* OBJECTIVE
Edit the records below by putting "Mark" in place of every "Identify", and leave all other text unchanged.

[Saved data entries]

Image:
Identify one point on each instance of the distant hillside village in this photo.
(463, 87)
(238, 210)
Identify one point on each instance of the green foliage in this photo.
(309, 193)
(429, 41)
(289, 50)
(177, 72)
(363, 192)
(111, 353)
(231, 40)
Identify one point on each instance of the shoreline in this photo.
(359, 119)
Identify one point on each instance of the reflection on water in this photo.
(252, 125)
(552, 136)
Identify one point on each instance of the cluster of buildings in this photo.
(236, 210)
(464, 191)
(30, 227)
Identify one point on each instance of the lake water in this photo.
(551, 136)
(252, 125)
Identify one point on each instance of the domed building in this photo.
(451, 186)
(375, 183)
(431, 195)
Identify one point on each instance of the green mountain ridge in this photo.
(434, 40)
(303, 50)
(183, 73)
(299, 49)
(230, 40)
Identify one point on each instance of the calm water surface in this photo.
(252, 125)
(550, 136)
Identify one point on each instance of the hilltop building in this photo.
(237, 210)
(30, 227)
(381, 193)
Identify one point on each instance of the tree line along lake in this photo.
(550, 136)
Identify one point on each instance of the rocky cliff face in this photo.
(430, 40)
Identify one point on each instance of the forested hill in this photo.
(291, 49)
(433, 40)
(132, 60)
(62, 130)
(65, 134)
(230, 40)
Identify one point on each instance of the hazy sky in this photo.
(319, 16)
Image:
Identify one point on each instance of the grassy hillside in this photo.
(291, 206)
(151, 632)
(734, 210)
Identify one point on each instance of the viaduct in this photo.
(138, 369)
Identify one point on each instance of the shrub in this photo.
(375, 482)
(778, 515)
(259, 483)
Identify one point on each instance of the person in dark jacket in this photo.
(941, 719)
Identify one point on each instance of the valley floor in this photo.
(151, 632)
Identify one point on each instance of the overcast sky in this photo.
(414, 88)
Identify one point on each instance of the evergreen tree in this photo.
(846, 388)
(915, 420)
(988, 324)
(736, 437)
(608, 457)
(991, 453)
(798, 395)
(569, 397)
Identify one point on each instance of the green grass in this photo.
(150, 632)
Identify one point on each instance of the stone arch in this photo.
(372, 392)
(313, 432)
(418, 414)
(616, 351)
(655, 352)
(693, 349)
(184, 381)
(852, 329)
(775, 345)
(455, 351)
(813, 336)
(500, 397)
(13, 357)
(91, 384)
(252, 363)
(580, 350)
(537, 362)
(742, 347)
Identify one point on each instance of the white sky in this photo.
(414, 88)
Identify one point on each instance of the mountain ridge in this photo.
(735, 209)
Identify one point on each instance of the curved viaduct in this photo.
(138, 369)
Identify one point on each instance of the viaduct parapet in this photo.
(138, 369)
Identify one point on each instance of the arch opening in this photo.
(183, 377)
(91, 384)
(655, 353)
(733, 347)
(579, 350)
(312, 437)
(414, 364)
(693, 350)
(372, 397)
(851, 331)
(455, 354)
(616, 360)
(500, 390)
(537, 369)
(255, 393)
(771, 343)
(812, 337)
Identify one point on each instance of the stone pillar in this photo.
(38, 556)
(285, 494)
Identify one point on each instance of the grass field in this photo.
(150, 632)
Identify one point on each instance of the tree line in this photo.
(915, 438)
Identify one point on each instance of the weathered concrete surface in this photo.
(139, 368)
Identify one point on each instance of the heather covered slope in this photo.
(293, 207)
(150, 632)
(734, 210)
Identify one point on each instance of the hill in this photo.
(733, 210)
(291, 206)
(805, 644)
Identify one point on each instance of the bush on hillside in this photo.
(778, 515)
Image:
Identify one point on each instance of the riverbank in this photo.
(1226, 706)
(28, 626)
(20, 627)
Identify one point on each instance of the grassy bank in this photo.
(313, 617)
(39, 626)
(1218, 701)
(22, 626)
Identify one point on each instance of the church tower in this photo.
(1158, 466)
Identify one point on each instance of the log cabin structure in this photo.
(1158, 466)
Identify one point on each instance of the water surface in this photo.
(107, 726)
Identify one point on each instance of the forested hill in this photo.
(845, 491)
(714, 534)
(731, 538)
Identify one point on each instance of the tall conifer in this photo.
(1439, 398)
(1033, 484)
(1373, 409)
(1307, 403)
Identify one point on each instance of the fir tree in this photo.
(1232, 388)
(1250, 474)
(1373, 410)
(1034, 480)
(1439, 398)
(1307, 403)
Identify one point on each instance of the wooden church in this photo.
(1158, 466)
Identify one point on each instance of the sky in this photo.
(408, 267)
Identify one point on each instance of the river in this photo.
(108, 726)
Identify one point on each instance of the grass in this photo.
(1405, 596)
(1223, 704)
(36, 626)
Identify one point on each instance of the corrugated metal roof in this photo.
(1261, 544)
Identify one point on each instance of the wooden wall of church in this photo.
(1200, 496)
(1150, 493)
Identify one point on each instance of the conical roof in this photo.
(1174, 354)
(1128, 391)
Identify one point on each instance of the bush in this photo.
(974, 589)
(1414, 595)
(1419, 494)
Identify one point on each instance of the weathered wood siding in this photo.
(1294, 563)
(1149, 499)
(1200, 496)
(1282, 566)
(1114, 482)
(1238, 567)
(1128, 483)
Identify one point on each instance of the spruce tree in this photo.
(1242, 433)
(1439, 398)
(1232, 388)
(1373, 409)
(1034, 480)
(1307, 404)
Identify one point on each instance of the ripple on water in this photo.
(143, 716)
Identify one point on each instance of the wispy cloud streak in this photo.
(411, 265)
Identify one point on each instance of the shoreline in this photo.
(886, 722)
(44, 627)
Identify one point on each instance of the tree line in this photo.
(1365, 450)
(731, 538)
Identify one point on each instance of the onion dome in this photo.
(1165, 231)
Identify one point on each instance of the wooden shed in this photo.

* FULL RESPONSE
Image:
Mark one point on each instance of the distant hillside village in this photo.
(463, 87)
(238, 210)
Mark one point on each instance of the green foliage in this photo.
(309, 193)
(429, 41)
(289, 50)
(177, 72)
(363, 192)
(111, 353)
(231, 40)
Mark one point on each instance of the shoreline in this photo.
(359, 119)
Mark one point on each instance of the reflection on water in this photo.
(252, 125)
(552, 136)
Mark one point on each instance of the cluster of buildings in this photo.
(236, 210)
(464, 191)
(30, 227)
Mark one point on each instance of the lake water in this photo.
(551, 136)
(252, 125)
Mark one point on each instance of the domed building in this photo.
(451, 186)
(375, 183)
(431, 195)
Mark one point on each instance of the green mountain ridge in this photo.
(434, 40)
(303, 50)
(183, 73)
(299, 49)
(230, 40)
Mark one point on each instance of the calm water surface in this photo.
(252, 125)
(550, 136)
Mark one point on each instance of the hilltop building in this photo.
(237, 210)
(30, 227)
(381, 193)
Mark one point on each instance of the tree line along lake in this photo.
(550, 136)
Mark one point on each instance of the rocky cliff face in this photo.
(430, 40)
Mark one point on each instance of the forested hill in this photo.
(291, 49)
(433, 40)
(132, 60)
(62, 130)
(65, 134)
(230, 40)
Mark one point on each instance of the hazy sky in this photo.
(319, 16)
Image:
Mark one point on each instance of the grassy hillside in this photo.
(291, 206)
(151, 632)
(734, 210)
Mark one point on each instance of the viaduct in this photo.
(138, 369)
Mark one point on each instance of the shrub in this photo.
(375, 482)
(778, 515)
(259, 483)
Mark one point on each instance of the person in dark jacket in this photo.
(941, 719)
Mark one point on each instance of the valley floor in this photo.
(151, 632)
Mark one point on each instance of the overcast sky in this photo.
(414, 88)
Mark one point on each instance of the evergreen tree in this photo.
(846, 388)
(915, 420)
(988, 324)
(736, 437)
(608, 457)
(991, 453)
(798, 395)
(569, 397)
Mark one point on each instance of the green grass in this photo.
(150, 632)
Mark one point on each instance of the stone arch in this photo.
(372, 392)
(313, 432)
(418, 414)
(616, 351)
(655, 352)
(693, 349)
(184, 381)
(852, 329)
(775, 345)
(455, 351)
(813, 336)
(500, 397)
(13, 357)
(91, 384)
(252, 363)
(580, 350)
(537, 362)
(742, 347)
Mark one point on each instance of the white sky in this photo.
(414, 88)
Mark one point on each instance of the mountain ridge in this photo.
(735, 209)
Mark one point on each instance of the curved viaduct in this photo.
(138, 369)
Mark one point on each instance of the viaduct parapet in this photo.
(138, 369)
Mark one point on each instance of the arch opening in this photo.
(183, 377)
(91, 384)
(655, 353)
(733, 347)
(579, 350)
(312, 437)
(414, 364)
(693, 350)
(372, 397)
(851, 331)
(455, 354)
(616, 360)
(500, 390)
(537, 369)
(255, 393)
(771, 343)
(812, 337)
Mark one point on each instance of the stone pillar in this photo.
(38, 556)
(285, 494)
Mark one point on each instance of the grass field in this photo.
(150, 632)
Mark one point on each instance of the tree line in this photo.
(915, 438)
Mark one point on each instance of the weathered concrete surface in this photo.
(139, 368)
Mark one point on each instance of the heather covered slope in this photo.
(293, 207)
(150, 632)
(734, 210)
Mark one point on each instance of the hill in this photo.
(733, 210)
(291, 206)
(805, 644)
Mark one point on each instance of the bush on hillside in this photo.
(778, 515)
Image:
Mark one point on each instance of the riverbank in this photo.
(1226, 706)
(28, 626)
(20, 627)
Mark one point on each instance of the grassy bank in this photo.
(313, 617)
(39, 626)
(1218, 701)
(22, 626)
Mark one point on each instance of the church tower in this photo.
(1158, 466)
Mark one point on each instance of the log cabin structure in this photo.
(1158, 466)
Mark one point on each instance of the water surface in this photo.
(107, 726)
Mark one point on each instance of the forested hill in this photo.
(845, 491)
(714, 534)
(731, 538)
Mark one point on each instance of the tall conifer in this photo.
(1439, 398)
(1033, 484)
(1373, 409)
(1307, 403)
Mark one point on each instance of the fir tree in this photo.
(1232, 388)
(1250, 474)
(1373, 410)
(1034, 480)
(1439, 398)
(1307, 403)
Mark one point on each instance of the wooden church in this photo.
(1158, 466)
Mark one point on each instance of the sky in this photo.
(408, 267)
Mark one point on each instance of the river in this photo.
(108, 726)
Mark one point on each instance of the grass in this photo.
(1405, 596)
(1223, 704)
(36, 626)
Mark one point on each instance of the corrugated metal roof in this photo.
(1261, 544)
Mark one point on each instance of the wooden wall of church in this photo.
(1200, 496)
(1150, 493)
Mark one point on each instance of the conical roof in this photo.
(1174, 354)
(1128, 391)
Mark one point on each instance of the bush in this photo.
(974, 589)
(1414, 595)
(1419, 494)
Mark one point on each instance of the weathered wood siding in this photo.
(1294, 563)
(1149, 499)
(1200, 496)
(1282, 566)
(1114, 482)
(1238, 567)
(1128, 483)
Mark one point on each instance of the spruce tree in this photo.
(1242, 433)
(1439, 398)
(1232, 388)
(1373, 409)
(1034, 480)
(1307, 404)
Mark one point on each instance of the ripple on water in this photo.
(143, 716)
Mark one point on each instance of the wispy cloud streak in this photo.
(411, 265)
Mark one point on each instance of the shoreline in this photo.
(886, 722)
(44, 627)
Mark one point on each instance of the tree line in this photo.
(1365, 450)
(731, 538)
Mark one point on each instance of the onion dome in this photo.
(1165, 231)
Mark one point on each instance of the wooden shed in this photo.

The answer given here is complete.